__Text excerpt__
4. Term and Termination of Engagement.  The term (the “Term”) of GenCap’ engagement will begin on the date hereof and end on the earlier of the consummation of the Offering or 15 days after the receipt by either party hereto of written notice of termination; provided that no such notice may be given by the Company for a period of 90 days after the date hereof.  Notwithstanding anything to the contrary contained herein, the provisions concerning confidentiality, indemnification, contribution and the Company’s obligations to pay fees and reimburse expenses contained herein will survive any expiration or termination of this Agreement.

5. Fee Tail.  GenCap shall be entitled to a Placement Agent’s Fee and GenCap Warrants, calculated in the manner provided in Paragraph A, with respect to any public or private offering or other financing or capital-raising transaction of any kind (“Tail Financing”) to the extent that such financing or capital is provided to the Company by investors whom GenCap had executed a non-disclosure agreement regarding the Company, or had introduced, directly or indirectly, to the Company during the Term, if such Tail Financing is consummated at any time within the 18-month period following the expiration or termination of this Agreement (the “Tail Period”).

__Record extracts__
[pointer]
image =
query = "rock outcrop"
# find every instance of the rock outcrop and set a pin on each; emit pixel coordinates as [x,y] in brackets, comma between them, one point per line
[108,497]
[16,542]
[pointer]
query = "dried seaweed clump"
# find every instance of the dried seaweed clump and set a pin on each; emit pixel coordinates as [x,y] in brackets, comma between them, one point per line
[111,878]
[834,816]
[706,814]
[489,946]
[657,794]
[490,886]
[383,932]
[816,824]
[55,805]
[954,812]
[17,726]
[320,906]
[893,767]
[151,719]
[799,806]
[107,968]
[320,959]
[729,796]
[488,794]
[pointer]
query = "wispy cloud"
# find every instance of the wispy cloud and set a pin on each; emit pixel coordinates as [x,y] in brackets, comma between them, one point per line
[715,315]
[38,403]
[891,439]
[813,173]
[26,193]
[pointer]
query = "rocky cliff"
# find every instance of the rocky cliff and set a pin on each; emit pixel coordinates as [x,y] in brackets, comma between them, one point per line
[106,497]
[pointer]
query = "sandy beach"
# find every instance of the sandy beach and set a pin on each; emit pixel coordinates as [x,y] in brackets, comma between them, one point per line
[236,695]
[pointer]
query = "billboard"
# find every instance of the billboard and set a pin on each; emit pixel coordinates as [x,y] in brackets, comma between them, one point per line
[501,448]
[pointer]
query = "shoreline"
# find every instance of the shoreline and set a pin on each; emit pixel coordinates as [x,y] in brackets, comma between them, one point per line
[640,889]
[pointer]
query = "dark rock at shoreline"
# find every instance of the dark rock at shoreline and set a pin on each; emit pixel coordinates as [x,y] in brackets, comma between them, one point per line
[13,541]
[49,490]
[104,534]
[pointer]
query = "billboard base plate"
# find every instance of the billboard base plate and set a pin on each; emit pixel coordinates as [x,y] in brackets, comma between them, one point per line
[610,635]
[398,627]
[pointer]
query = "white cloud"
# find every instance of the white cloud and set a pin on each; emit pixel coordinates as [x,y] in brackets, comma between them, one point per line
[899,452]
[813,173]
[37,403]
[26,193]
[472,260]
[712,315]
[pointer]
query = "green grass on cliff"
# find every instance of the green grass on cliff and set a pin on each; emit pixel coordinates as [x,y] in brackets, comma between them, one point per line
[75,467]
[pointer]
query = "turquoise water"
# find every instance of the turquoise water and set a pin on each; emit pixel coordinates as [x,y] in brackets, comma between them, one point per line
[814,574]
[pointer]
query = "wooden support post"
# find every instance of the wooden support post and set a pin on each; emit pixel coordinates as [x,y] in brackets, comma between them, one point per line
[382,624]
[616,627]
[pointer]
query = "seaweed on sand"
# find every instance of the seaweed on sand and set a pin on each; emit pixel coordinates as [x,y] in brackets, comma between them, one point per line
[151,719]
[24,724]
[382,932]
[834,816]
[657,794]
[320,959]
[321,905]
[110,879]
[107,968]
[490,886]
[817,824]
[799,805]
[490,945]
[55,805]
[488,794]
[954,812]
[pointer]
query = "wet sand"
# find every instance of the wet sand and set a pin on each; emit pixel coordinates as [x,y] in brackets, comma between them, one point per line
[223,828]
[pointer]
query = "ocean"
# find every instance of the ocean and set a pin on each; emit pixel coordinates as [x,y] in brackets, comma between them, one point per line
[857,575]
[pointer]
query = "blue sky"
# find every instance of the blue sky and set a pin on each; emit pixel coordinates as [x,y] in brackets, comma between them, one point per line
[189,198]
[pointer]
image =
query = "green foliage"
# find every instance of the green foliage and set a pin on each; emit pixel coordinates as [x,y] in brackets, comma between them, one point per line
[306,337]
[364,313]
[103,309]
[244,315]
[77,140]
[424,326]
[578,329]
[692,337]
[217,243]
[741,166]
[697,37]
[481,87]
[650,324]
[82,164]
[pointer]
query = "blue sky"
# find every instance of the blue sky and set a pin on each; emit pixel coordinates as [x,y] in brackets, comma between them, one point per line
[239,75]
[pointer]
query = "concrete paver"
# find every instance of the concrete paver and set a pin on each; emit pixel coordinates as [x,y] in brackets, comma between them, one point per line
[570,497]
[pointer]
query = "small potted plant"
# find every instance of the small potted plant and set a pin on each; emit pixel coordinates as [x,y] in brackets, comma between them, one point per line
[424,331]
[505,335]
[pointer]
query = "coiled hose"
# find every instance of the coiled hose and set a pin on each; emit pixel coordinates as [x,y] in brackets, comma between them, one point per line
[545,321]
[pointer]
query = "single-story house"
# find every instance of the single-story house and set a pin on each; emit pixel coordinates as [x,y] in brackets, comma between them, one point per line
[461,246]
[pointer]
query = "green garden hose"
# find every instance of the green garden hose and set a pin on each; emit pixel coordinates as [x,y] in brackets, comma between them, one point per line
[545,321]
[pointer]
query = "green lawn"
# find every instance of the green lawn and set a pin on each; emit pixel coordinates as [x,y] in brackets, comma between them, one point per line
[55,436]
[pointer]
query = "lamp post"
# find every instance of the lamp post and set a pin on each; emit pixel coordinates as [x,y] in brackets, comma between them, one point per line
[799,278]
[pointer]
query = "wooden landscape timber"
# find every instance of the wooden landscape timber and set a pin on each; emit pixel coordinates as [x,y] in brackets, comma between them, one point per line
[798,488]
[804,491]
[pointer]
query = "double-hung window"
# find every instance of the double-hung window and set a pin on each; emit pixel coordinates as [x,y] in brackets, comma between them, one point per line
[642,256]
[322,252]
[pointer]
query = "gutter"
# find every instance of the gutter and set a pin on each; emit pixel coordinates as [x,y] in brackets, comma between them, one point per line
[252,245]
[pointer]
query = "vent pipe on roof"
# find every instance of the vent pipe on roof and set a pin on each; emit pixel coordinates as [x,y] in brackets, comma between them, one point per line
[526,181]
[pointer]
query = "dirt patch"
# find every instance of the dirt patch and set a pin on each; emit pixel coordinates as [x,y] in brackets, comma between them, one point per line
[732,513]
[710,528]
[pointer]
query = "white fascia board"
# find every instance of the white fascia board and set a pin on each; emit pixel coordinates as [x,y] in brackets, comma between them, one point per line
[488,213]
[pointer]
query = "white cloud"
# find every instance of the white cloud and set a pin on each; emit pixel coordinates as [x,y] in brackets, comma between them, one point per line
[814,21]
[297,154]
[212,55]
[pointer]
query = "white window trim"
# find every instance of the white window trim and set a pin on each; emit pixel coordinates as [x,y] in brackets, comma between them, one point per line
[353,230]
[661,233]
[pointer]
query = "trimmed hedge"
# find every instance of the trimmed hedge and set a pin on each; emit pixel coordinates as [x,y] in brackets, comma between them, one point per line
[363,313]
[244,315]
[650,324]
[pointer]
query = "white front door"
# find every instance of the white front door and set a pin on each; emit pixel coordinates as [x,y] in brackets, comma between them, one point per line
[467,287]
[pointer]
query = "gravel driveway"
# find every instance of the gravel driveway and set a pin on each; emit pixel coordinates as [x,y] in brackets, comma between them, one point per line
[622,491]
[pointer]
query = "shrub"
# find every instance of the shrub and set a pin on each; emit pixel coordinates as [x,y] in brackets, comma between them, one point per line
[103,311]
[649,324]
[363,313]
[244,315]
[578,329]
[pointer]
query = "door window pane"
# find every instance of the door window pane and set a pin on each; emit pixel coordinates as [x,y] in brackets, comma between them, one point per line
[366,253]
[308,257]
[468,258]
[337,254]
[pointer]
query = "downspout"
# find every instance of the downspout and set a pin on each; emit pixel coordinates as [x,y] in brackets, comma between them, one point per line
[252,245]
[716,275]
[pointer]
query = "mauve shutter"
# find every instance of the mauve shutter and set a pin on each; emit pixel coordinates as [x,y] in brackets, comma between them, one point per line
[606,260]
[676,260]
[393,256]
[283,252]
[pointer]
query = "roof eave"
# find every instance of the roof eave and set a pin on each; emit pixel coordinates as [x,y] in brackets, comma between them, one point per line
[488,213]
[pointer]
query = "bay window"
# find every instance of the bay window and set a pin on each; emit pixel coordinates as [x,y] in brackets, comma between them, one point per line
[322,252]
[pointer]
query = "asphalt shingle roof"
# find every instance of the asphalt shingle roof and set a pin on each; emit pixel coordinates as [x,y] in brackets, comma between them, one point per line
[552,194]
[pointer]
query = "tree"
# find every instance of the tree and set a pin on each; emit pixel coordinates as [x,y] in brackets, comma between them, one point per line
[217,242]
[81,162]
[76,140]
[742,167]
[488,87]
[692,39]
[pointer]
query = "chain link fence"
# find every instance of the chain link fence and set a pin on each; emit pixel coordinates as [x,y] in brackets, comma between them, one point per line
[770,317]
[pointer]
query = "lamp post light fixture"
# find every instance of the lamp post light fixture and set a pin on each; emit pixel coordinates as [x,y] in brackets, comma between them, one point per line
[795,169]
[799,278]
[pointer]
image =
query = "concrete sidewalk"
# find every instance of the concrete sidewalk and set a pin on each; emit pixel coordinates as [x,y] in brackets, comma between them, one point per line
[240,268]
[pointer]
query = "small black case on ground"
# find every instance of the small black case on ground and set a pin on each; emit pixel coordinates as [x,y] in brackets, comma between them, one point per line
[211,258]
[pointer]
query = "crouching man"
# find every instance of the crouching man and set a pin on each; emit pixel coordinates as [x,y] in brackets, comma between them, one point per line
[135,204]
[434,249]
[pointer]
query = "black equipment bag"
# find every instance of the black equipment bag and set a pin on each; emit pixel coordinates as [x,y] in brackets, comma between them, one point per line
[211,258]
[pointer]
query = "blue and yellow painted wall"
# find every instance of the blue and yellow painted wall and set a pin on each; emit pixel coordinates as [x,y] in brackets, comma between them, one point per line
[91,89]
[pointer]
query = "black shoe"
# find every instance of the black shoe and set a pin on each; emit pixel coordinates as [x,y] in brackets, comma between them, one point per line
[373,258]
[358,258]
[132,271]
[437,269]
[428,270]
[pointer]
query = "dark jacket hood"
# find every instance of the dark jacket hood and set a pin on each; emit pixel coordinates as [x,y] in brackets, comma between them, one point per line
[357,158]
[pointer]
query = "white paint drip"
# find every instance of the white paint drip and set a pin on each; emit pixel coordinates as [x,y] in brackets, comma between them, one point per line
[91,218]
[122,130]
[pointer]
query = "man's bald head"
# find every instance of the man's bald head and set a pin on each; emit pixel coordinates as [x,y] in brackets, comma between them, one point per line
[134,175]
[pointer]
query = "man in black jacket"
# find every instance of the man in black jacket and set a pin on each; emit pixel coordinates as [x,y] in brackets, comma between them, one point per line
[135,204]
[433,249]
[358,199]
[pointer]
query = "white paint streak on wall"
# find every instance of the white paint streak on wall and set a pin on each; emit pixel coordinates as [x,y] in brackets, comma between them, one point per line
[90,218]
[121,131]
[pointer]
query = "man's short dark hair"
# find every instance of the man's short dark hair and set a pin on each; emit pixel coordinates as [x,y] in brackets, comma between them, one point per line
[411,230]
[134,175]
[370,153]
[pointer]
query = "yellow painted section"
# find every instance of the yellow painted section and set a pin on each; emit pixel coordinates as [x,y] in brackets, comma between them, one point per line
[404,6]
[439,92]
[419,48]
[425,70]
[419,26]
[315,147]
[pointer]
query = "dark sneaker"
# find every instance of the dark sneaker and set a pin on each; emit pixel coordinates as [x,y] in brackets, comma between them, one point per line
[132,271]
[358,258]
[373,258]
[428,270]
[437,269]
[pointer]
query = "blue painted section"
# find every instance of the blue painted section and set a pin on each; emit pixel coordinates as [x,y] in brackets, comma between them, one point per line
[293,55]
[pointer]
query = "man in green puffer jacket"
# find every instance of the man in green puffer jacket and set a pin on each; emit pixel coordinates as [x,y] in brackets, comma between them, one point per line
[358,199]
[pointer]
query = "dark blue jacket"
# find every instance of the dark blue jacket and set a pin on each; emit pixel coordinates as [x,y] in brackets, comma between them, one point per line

__The problem__
Carry on the placement agent agreement from the end of its fee tail clause. The material has no connection to the placement agent agreement.

__Response__
6. Use of Information.The Company will furnish GenCap such written information as GenCap reasonably requests in connection with the performance of its services hereunder.  The Company understands, acknowledges and agrees that, in performing its services hereunder, GenCap will use and rely entirely upon such information as well as publicly available information regarding the Company and other potential parties to an Offering and that GenCap does not assume responsibility for independent verification of the accuracy or completeness of any information, whether publicly available or otherwise furnished to it, concerning the Company or otherwise relevant to an Offering, including, without limitation, any financial information, forecasts or projections considered by GenCap in connection with the provision of its services.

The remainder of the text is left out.